-- START OF Given information --

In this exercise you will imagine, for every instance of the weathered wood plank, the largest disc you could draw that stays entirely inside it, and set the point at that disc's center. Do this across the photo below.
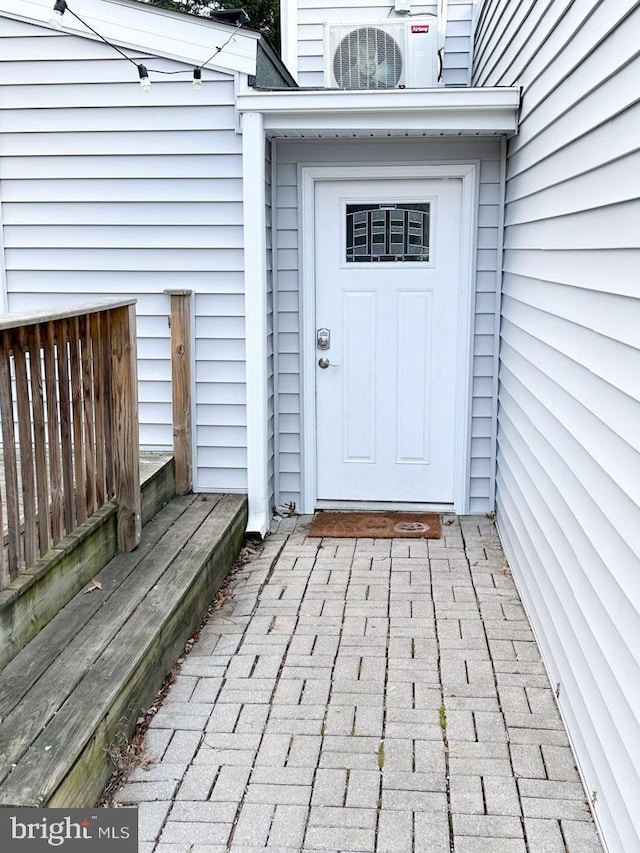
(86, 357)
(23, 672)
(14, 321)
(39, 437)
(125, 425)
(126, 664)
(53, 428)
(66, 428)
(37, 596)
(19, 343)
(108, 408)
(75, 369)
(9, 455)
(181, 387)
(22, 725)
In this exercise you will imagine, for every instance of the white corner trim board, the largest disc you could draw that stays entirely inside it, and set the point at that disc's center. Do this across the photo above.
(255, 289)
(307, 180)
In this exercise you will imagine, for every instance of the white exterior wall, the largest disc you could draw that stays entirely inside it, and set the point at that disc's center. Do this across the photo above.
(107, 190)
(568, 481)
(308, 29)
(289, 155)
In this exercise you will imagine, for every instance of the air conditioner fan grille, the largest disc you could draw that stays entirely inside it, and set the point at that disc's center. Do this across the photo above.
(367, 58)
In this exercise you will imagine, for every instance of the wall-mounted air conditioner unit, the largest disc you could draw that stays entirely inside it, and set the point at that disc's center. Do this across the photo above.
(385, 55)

-- END OF Given information --
-- START OF Given information --

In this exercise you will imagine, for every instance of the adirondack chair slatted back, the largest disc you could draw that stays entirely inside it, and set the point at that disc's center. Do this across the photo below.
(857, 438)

-- END OF Given information --

(Exercise): Pull out each line of the rows above that contains the string "instance", and treat uppercase and lowercase letters as different.

(Answer below):
In this exercise you will imagine, for every instance of the weathered wood plank, the largest disc you could draw that stays entirely inside it, and set the point at that disc's center. Do this across the photo below.
In this exercise you will imagine, for every instance of the white corner trim board, the largest disc you could draw that stays entirely inside it, and set the point at that disc's center. Do this across the photo above.
In this exercise you will imagine, for every instance of the white exterior wall, the largest disc you could draw that stays entirely inside it, and set the point at that disc's center. Do this across the photo above.
In this exercise you will imagine, for every instance of the air conditioner fan grille, the largest disc you could draw that stays entirely inside it, and set the point at that disc's center. Do this across the photo above.
In this exercise you will imagine, for every instance of the wall-mounted air conditioner unit, the largest disc you could draw that stays entirely inside it, and set the point at that disc's center. Do this across the photo above.
In this exercise you will imagine, for every instance of the adirondack chair slatted back, the largest disc you could draw that stays entirely inside it, and set the point at that disc's center. Do this across the photo below.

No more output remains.